やること 1. 下の説明文の【課題】では、このテーブルリフタは何を有効に防止するとされていますか。

**** 元の文章

説明

テーブルリフタおよび基板処理装置

【課題】初期動作における推力軽減を図ると共に自由落下を有効に防止するテーブルリフタを提供する。
【解決手段】互いに枢支されたアーム部材18,19を有するパンタグラフ機構4の伸縮動作により昇降操作される載置テーブル3と、アーム部材19を押し上げることによりパンタグラフ機構4の初期伸張動作を行うカム駆動機構と、カム駆動機構による初期伸張動作に続いてパンタグラフ機構4の一方の支点部21を他方の支点部27に向けて移動させパンタグラフ機構4の伸張動作を行うパンタグラフ伸縮操作機構とを備える。パンタグラフ伸縮操作機構の動作を停止させる自由落下防止装置39を備える。

【発明の詳細な説明】
【技術分野】
【0001】
この発明は、パンタグラフ機構の伸縮動作により載置テーブルが昇降操作されるテーブルリフタおよびこのテーブルリフタを備えた基板処理装置に関するものである。
【背景技術】
【0002】
この種のテーブルリフタとして、互いに枢支されたアーム部材によってパンタグラフ機構が構成され、パンタグラフ機構の下部の支点部が支持台に連結されて支持され、パンタグラフ機構の上部の支点部が載置テーブルに連結されて支持された構造のものがある。
【0003】
そして、下部における一方の支点部を他方の支点部に向けて移動させることにより、パンタグラフ機構を上下方向に伸張動作させて載置テーブルを上昇させ、前記一方の支点部を前記他方の支点部から遠ざかる方向に移動させることにより、パンタグラフ機構を上下方向に短縮動作させて載置テーブルを下降させる構造とされていた。

********
**** データの行

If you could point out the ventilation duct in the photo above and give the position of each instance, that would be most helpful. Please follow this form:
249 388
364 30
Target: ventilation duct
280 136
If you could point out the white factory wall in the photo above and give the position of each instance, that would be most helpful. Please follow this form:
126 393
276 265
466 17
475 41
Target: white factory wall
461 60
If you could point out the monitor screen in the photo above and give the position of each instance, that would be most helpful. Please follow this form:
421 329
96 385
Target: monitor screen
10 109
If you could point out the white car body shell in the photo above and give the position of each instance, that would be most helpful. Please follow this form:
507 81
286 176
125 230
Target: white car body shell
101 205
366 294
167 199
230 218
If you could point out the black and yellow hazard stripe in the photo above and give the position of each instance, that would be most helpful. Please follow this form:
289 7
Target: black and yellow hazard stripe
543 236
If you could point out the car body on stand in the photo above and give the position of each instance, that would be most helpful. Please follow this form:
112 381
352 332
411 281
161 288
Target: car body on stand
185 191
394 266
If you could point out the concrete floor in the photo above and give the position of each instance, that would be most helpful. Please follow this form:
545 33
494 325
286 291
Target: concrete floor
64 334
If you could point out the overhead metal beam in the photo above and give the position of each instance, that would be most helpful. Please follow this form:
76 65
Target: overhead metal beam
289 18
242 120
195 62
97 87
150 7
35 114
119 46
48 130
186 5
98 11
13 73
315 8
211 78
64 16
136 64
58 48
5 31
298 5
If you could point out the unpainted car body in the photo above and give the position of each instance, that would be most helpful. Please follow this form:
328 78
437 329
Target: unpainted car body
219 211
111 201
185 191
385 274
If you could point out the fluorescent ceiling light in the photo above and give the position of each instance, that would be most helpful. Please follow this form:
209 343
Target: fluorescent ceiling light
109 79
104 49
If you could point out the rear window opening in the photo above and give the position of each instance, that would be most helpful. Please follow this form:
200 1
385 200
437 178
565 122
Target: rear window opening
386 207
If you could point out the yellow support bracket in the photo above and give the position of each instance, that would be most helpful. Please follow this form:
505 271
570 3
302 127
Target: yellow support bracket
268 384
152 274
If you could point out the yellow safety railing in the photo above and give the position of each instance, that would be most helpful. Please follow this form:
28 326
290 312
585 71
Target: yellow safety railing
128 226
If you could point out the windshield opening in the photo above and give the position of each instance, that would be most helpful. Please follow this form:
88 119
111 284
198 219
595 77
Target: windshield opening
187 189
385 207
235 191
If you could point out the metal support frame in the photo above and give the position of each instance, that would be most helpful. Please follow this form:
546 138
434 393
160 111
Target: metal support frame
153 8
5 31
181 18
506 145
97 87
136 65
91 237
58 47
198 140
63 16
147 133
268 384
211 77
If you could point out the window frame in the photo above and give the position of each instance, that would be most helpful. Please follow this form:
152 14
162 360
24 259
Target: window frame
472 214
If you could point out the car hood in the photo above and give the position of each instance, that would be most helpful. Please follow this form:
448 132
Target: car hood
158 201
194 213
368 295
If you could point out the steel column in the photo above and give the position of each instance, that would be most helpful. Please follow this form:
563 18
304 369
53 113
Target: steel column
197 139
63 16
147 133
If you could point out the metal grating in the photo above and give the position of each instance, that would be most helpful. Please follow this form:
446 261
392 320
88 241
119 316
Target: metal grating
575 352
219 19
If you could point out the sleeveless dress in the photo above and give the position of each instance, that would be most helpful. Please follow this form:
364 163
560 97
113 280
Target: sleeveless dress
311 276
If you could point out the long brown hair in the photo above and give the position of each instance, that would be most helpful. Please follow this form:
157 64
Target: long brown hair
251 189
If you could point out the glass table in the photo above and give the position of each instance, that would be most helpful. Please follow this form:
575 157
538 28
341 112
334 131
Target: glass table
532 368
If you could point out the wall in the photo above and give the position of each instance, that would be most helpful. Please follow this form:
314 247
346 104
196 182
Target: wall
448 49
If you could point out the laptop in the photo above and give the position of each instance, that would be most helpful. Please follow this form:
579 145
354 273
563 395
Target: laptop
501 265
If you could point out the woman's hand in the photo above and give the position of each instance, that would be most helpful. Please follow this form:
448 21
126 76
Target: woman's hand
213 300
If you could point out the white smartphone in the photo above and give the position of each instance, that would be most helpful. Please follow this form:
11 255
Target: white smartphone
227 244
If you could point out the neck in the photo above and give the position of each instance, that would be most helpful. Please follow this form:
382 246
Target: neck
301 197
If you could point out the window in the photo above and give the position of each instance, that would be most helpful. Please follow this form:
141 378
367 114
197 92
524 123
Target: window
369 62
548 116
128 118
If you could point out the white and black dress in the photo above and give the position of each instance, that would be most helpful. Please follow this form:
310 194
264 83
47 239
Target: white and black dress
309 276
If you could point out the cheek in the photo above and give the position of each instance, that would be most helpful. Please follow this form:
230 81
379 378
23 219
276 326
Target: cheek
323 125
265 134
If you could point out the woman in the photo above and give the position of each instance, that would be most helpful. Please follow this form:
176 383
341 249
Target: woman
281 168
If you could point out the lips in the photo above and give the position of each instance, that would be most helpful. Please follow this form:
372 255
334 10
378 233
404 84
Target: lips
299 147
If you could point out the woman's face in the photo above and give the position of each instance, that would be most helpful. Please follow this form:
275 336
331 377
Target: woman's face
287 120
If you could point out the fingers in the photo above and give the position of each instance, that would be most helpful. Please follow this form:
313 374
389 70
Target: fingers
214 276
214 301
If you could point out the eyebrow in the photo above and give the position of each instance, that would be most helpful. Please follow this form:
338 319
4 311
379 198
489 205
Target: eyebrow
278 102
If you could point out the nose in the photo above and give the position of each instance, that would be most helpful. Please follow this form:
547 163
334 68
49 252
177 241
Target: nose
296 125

********

やること 2. 上の行のうち、「bracket」という文字列を含むものを一つ残らず集めて、そのまま書き写してください。大文字と小文字の違いも区別してください。

答え 1. 自由落下です。

答え 2.
If you could point out the yellow support bracket in the photo above and give the position of each instance, that would be most helpful. Please follow this form:
Target: yellow support bracket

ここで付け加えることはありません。